Мой интерес к голгофам вырос из увлечения культурным наследием Русского Севера. Они притягивали меня с того самого момента, когда впервые попались мне на глаза. Чем? Объяснить сложно. Пожалуй, своей глубиной, насыщенностью смыслами.
– От обычного антиквара тебя отличает то, что ты – заядлый путешественник по местам происхождения многих предметов из своей коллекции. Расскажи немного об этих поездках, какие из них запомнились больше всего?
– Трудно сказать. Ведь каждая такая поездка памятна теми или иными событиями, впечатлениями, знакомствами. Прежде всего это поездки на Соловки. В сознательном возрасте я впервые побывал там в 2000 году. Эта поездка ознаменовалась для меня многими открытиями. В их числе было знакомство с местным историком Сергеем Морозовым, сейчас, к сожалению, уже покойным. Именно он указал мне на остров Бабья Луда как на место погребения соловецких иноков, погибших при осаде монастыря в XVII веке. «Бабьим» этот остров назвали из-за нахождения там женской гостиницы.
Год спустя, договорившись с монастырским начальством и местным мастером Георгием Кожокарем, я установил на острове памятный резной крест. В 2002-м я снова туда приехал и уже самолично вырезал памятную доску, предварительно составив соответствующий текст. Мой друг, ныне покойный Володя Баранцев, сделал мне доску около метра длиной. В итоге получилась большая голгофа.
☆ ☆ ☆ ☆
[Задания]
**1.** В каком году, согласно фрагменту интервью, собеседник впервые в сознательном возрасте побывал на Соловках?
**2.** Переведите на английский язык предложение из фрагмента интервью: "«Бабьим» этот остров назвали из-за нахождения там женской гостиницы".

(Данные для привязки текста к областям)
☆ ☆ ☆ ☆
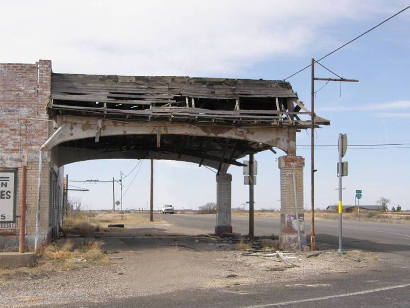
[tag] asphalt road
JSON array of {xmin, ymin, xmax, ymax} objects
[
  {"xmin": 161, "ymin": 214, "xmax": 410, "ymax": 262},
  {"xmin": 52, "ymin": 215, "xmax": 410, "ymax": 308}
]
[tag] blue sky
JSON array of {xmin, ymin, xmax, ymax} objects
[{"xmin": 0, "ymin": 0, "xmax": 410, "ymax": 209}]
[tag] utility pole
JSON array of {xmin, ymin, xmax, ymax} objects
[
  {"xmin": 310, "ymin": 58, "xmax": 316, "ymax": 251},
  {"xmin": 149, "ymin": 159, "xmax": 154, "ymax": 221},
  {"xmin": 249, "ymin": 154, "xmax": 255, "ymax": 241},
  {"xmin": 337, "ymin": 134, "xmax": 348, "ymax": 253},
  {"xmin": 112, "ymin": 178, "xmax": 115, "ymax": 212},
  {"xmin": 64, "ymin": 174, "xmax": 69, "ymax": 216},
  {"xmin": 310, "ymin": 58, "xmax": 359, "ymax": 251},
  {"xmin": 120, "ymin": 171, "xmax": 122, "ymax": 213}
]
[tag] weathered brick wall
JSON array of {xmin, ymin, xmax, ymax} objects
[
  {"xmin": 0, "ymin": 60, "xmax": 57, "ymax": 248},
  {"xmin": 279, "ymin": 155, "xmax": 306, "ymax": 250}
]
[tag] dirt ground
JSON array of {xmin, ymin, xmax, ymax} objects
[
  {"xmin": 232, "ymin": 210, "xmax": 410, "ymax": 224},
  {"xmin": 0, "ymin": 213, "xmax": 378, "ymax": 307}
]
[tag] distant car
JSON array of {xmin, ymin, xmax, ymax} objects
[{"xmin": 161, "ymin": 204, "xmax": 175, "ymax": 214}]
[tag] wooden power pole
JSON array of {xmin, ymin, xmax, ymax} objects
[{"xmin": 310, "ymin": 58, "xmax": 359, "ymax": 251}]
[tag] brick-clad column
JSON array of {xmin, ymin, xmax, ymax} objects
[
  {"xmin": 279, "ymin": 155, "xmax": 306, "ymax": 250},
  {"xmin": 215, "ymin": 173, "xmax": 232, "ymax": 235}
]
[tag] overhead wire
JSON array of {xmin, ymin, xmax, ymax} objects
[
  {"xmin": 283, "ymin": 5, "xmax": 410, "ymax": 81},
  {"xmin": 123, "ymin": 161, "xmax": 141, "ymax": 197}
]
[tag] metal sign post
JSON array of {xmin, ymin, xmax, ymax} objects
[{"xmin": 337, "ymin": 134, "xmax": 347, "ymax": 253}]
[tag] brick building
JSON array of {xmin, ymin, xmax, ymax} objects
[
  {"xmin": 0, "ymin": 60, "xmax": 63, "ymax": 250},
  {"xmin": 0, "ymin": 60, "xmax": 329, "ymax": 250}
]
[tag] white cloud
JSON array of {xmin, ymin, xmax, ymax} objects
[{"xmin": 0, "ymin": 0, "xmax": 400, "ymax": 75}]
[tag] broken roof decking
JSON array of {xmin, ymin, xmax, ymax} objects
[{"xmin": 48, "ymin": 73, "xmax": 329, "ymax": 128}]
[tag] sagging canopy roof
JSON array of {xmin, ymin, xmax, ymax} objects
[{"xmin": 48, "ymin": 73, "xmax": 329, "ymax": 128}]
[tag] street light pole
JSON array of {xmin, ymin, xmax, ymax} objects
[
  {"xmin": 249, "ymin": 154, "xmax": 255, "ymax": 241},
  {"xmin": 149, "ymin": 159, "xmax": 154, "ymax": 221},
  {"xmin": 120, "ymin": 171, "xmax": 122, "ymax": 212}
]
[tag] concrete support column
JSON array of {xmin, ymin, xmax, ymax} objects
[
  {"xmin": 215, "ymin": 173, "xmax": 232, "ymax": 235},
  {"xmin": 279, "ymin": 155, "xmax": 306, "ymax": 250}
]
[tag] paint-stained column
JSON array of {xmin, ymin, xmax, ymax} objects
[
  {"xmin": 279, "ymin": 155, "xmax": 306, "ymax": 250},
  {"xmin": 215, "ymin": 173, "xmax": 232, "ymax": 235}
]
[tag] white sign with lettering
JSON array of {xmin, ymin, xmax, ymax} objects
[{"xmin": 0, "ymin": 170, "xmax": 17, "ymax": 222}]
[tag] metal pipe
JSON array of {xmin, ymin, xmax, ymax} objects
[
  {"xmin": 34, "ymin": 125, "xmax": 64, "ymax": 252},
  {"xmin": 19, "ymin": 166, "xmax": 27, "ymax": 253},
  {"xmin": 292, "ymin": 171, "xmax": 302, "ymax": 250}
]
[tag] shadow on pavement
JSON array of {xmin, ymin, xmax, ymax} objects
[{"xmin": 307, "ymin": 234, "xmax": 410, "ymax": 253}]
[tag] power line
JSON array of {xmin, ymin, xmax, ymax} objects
[
  {"xmin": 297, "ymin": 143, "xmax": 410, "ymax": 147},
  {"xmin": 124, "ymin": 164, "xmax": 141, "ymax": 197},
  {"xmin": 283, "ymin": 5, "xmax": 410, "ymax": 81},
  {"xmin": 122, "ymin": 160, "xmax": 141, "ymax": 180}
]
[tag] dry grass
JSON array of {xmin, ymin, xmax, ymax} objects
[
  {"xmin": 41, "ymin": 239, "xmax": 109, "ymax": 270},
  {"xmin": 0, "ymin": 238, "xmax": 110, "ymax": 280},
  {"xmin": 305, "ymin": 210, "xmax": 410, "ymax": 224},
  {"xmin": 91, "ymin": 212, "xmax": 166, "ymax": 228},
  {"xmin": 63, "ymin": 211, "xmax": 166, "ymax": 237},
  {"xmin": 232, "ymin": 210, "xmax": 280, "ymax": 217},
  {"xmin": 63, "ymin": 211, "xmax": 101, "ymax": 237},
  {"xmin": 238, "ymin": 240, "xmax": 252, "ymax": 250}
]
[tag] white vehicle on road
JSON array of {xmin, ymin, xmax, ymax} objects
[{"xmin": 161, "ymin": 204, "xmax": 175, "ymax": 214}]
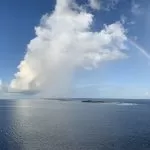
☆ ☆ ☆ ☆
[Ответы к заданиям]
**1.** В 2000 году.

**2.** The island was called "Babya" because a women's guesthouse was located there.